## Aufgabe A
Gib den Abschnitt des Textes „Weniger ist mehr (?)“ zwischen "Ich mag einfach" und "auch gar nicht!", beide einschließlich, wortgetreu wieder.

## Vorgegebener Text
Freitag, 2. August 2019

Weniger ist mehr (?)







Nun ja, das ist nun nicht ganz so mein Ding.
Die allgemeinen Trends lasse ich ja meist sowieso an mir vorbei ziehen 
und oft tun sie das auch recht schnell.
Ich mag einfach nicht mitmachen, wo einer den anderen zu überbieten
 versucht in Korrektheit und habe oft das Gefühl, es diene vor allem 
dem Vergleichen und der Selbstprofilierung.
Um bald schon vergessen zu sein bzw. im nächsten Trend unterzugehn.

Und ehrlich: ich kann nicht wie eine Nonne in einer Klosterzelle 
leben und das will ich auch gar nicht!

Ansonsten gibt es natürlich Dinge, die für mich selbstverständlich sind:
 also ich hatte noch niemals ein Handy oder Smartphone, ich lasse mich 
nicht von Pinterest oder Instagram überfluten, ich brauche keine Likes 
auf Facebook und wähle mir schon sehr genau aus, 
was, wo und wieviel ich konsumiere.
Morgens ein Weilchen am PC (eine Gewohnheit, die ich bisher vergebens 
abzuschaffen versucht hab!), mittags mal emails checken 
und abends nochmal mehr oder weniger kurz ins Web.

## Vorliegende Daten
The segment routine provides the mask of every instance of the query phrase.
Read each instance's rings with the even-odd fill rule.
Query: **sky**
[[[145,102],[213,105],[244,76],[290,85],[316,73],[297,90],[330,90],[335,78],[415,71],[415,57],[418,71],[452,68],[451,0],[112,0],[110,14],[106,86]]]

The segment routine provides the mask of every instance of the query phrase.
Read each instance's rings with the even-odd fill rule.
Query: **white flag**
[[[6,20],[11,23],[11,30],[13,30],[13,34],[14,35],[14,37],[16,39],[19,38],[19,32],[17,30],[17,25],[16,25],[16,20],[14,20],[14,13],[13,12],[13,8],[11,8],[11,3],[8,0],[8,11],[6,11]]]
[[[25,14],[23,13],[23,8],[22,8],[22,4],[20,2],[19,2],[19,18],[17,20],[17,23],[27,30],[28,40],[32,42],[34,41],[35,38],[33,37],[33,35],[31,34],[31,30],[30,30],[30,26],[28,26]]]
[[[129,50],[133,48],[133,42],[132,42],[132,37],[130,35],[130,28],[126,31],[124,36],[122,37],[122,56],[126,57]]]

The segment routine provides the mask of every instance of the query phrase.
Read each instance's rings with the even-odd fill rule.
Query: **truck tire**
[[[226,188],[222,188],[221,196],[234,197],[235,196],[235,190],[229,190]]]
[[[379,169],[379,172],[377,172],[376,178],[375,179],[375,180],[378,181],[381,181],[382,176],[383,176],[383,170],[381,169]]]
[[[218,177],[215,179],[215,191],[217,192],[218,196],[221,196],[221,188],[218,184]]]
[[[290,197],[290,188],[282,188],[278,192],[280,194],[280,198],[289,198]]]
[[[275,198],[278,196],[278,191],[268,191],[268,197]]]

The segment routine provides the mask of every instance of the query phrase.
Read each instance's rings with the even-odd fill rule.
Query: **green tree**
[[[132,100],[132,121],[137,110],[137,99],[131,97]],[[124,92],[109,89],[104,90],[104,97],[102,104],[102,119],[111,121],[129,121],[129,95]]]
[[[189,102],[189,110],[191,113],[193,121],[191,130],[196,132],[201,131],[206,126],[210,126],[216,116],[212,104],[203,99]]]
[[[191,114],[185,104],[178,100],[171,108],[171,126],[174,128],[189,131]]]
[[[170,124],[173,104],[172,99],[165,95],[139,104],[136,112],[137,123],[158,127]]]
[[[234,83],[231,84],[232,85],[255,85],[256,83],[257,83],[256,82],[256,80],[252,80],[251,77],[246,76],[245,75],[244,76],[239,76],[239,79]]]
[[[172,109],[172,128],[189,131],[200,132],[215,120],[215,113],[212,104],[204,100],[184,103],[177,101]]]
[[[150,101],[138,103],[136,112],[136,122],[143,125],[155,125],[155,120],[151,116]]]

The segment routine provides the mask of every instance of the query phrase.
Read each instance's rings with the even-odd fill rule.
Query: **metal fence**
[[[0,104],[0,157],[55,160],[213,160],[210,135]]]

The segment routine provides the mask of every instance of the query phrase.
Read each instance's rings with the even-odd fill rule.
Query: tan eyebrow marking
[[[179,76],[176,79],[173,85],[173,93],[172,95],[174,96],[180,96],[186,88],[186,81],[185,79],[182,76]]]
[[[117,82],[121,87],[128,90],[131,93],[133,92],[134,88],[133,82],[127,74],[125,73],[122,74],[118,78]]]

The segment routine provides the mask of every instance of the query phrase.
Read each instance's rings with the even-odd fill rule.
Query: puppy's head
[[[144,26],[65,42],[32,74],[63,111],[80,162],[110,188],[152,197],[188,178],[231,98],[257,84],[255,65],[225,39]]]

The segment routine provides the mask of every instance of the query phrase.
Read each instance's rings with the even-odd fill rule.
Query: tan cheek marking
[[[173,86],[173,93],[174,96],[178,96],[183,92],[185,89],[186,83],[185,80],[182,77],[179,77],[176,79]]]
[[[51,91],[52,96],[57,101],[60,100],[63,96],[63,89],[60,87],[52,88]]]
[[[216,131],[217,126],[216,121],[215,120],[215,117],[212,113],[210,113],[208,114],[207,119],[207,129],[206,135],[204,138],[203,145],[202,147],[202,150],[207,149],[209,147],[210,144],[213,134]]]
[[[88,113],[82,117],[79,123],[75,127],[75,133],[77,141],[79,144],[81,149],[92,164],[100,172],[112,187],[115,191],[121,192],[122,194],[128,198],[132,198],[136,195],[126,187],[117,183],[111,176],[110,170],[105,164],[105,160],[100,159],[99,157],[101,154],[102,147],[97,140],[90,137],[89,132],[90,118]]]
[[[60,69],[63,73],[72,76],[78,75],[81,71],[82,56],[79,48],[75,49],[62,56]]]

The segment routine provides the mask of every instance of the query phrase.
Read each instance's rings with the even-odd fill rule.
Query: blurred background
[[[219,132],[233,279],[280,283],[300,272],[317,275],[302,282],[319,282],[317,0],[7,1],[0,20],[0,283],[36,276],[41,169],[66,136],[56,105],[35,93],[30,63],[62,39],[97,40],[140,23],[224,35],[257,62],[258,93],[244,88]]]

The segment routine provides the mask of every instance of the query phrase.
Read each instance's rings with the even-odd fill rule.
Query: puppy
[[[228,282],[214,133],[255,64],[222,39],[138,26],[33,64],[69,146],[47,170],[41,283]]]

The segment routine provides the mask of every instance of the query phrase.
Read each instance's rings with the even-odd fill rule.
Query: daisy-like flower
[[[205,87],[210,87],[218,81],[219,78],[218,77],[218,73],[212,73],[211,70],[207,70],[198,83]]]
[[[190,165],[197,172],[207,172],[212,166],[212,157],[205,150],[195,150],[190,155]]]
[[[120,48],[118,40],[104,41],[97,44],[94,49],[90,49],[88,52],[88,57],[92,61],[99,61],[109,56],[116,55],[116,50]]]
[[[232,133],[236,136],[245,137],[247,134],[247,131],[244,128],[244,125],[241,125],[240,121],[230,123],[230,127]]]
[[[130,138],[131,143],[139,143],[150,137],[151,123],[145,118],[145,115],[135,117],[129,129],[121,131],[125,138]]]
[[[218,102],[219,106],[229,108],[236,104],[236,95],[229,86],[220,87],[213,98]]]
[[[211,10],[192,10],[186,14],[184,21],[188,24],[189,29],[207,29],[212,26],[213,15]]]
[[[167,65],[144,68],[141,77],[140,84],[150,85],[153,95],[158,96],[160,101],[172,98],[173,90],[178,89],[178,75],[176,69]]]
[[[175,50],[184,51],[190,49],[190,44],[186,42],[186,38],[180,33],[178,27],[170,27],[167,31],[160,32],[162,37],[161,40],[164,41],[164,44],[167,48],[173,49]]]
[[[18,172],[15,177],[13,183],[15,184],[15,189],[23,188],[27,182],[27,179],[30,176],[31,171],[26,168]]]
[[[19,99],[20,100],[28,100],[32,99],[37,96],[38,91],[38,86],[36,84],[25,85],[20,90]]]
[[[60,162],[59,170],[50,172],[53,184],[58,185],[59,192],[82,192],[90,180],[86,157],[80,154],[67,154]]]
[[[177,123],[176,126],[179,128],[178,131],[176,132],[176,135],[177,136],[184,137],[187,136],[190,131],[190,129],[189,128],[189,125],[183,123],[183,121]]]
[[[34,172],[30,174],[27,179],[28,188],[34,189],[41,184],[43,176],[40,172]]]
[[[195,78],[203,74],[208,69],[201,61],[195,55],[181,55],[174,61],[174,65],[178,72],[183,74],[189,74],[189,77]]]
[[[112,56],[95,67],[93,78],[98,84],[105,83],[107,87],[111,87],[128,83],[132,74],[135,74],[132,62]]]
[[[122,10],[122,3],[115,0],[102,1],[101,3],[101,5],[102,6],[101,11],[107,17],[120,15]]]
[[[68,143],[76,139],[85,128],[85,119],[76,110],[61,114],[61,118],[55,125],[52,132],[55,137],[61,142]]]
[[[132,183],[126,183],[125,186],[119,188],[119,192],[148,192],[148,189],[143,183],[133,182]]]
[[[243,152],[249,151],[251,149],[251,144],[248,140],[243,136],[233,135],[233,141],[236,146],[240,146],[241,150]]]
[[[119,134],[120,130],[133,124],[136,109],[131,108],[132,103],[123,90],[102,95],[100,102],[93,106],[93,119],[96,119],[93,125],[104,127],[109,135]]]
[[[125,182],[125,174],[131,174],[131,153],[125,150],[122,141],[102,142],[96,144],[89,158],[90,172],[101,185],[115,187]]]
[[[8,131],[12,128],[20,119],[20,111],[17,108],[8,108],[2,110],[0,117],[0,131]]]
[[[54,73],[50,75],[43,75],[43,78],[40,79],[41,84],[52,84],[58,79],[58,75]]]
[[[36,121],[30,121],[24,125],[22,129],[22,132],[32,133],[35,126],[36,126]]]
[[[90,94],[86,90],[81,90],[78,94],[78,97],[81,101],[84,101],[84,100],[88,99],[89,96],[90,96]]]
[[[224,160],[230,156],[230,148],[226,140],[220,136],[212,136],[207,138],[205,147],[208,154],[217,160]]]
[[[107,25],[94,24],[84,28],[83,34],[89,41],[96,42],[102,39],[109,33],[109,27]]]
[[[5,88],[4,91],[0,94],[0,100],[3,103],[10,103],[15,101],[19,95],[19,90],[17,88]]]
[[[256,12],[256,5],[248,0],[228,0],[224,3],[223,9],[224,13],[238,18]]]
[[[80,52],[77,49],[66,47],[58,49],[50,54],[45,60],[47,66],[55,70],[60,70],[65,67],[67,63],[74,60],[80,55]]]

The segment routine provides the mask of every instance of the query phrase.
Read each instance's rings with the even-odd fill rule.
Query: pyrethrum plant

## Aufgabe B
Ermittle die Anzahl der Zeilen in den Datensätzen, die die Zeichenfolge "marking" enthalten, und gib nur diese Zahl aus.

## Lösung A
Ich mag einfach nicht mitmachen, wo einer den anderen zu überbieten
 versucht in Korrektheit und habe oft das Gefühl, es diene vor allem 
dem Vergleichen und der Selbstprofilierung.
Um bald schon vergessen zu sein bzw. im nächsten Trend unterzugehn.

Und ehrlich: ich kann nicht wie eine Nonne in einer Klosterzelle 
leben und das will ich auch gar nicht!

## Lösung B
2